====== SOURCE EXCERPT
On The Road
Luxury Trips For The Adventurous Traveller
How to inject some derring-do into your next getaway (without sacrificing the comfort)
A free solo climber in Yosemite Valley, California. Photograph by Mr Mikey Schaefer
In the way that all trends in the travel world tend to inspire a portmanteau, there is one to describe the demand for holidays that go big on adrenaline without holding back on comfort or civility. We have entered – at a speed that ought to require some sort of harness – the age of the luxepedition.
From surfing on a remote Norwegian island, by way of a desert marathon, to the world’s plushest Antarctic pod, we bring you six of the best holidays where adventure comes as standard.
============
====== RAW DATA
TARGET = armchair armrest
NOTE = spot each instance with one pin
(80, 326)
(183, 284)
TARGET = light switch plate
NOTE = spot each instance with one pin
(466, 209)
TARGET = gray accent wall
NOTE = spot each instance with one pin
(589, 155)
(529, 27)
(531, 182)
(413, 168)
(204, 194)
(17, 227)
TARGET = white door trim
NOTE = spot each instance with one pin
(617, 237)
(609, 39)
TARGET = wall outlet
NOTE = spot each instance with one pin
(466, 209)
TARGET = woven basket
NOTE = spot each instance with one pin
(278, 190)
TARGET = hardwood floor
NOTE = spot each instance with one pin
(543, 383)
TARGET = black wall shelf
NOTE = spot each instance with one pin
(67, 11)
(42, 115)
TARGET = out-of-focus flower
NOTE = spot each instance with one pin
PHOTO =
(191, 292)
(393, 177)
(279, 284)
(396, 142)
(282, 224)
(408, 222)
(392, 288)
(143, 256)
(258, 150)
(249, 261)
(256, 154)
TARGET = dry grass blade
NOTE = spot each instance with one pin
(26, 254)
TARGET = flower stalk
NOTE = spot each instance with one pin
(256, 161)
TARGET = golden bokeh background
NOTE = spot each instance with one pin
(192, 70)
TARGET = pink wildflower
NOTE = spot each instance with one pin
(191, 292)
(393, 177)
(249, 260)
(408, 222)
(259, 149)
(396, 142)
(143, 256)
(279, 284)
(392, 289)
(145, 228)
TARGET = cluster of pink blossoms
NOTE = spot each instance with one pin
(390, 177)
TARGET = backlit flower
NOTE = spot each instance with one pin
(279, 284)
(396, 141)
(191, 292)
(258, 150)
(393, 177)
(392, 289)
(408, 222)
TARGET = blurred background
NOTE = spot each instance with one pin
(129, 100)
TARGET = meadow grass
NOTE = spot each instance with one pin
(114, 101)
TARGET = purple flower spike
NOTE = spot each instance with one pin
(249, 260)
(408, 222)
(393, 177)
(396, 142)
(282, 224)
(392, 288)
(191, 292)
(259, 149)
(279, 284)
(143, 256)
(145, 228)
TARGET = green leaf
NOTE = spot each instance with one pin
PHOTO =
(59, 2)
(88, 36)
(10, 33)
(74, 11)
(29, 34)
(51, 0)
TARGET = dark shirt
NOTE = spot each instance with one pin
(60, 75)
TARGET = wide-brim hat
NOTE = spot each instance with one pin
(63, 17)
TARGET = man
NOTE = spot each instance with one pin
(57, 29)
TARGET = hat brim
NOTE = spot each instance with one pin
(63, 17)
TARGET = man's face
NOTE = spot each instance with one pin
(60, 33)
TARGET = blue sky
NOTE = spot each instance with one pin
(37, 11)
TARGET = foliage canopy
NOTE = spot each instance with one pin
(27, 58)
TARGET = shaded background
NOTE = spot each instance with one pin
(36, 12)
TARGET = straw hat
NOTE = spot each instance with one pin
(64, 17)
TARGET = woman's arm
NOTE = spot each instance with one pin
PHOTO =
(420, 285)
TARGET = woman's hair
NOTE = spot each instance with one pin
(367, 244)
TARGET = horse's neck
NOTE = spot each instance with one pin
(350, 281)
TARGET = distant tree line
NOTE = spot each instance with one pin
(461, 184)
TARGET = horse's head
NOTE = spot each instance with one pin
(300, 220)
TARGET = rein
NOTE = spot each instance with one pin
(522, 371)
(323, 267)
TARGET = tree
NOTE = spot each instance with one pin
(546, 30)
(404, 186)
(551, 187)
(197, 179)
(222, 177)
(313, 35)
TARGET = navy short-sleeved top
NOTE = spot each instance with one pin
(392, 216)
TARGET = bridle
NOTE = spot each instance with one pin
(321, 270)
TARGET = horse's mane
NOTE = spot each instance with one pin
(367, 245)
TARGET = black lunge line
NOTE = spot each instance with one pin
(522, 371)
============
**WRITTEN INSTRUCTION 1:** In the luxury adventure travel article, what word names the age of holidays that go big on adrenaline while keeping comfort and civility?
**WRITTEN INSTRUCTION 2:** List every holiday the luxury adventure travel article names as an example from its six picks.

**RESULT 1:** The luxepedition

**RESULT 2:**
- Surfing on a remote Norwegian island
- A desert marathon
- The world's plushest Antarctic pod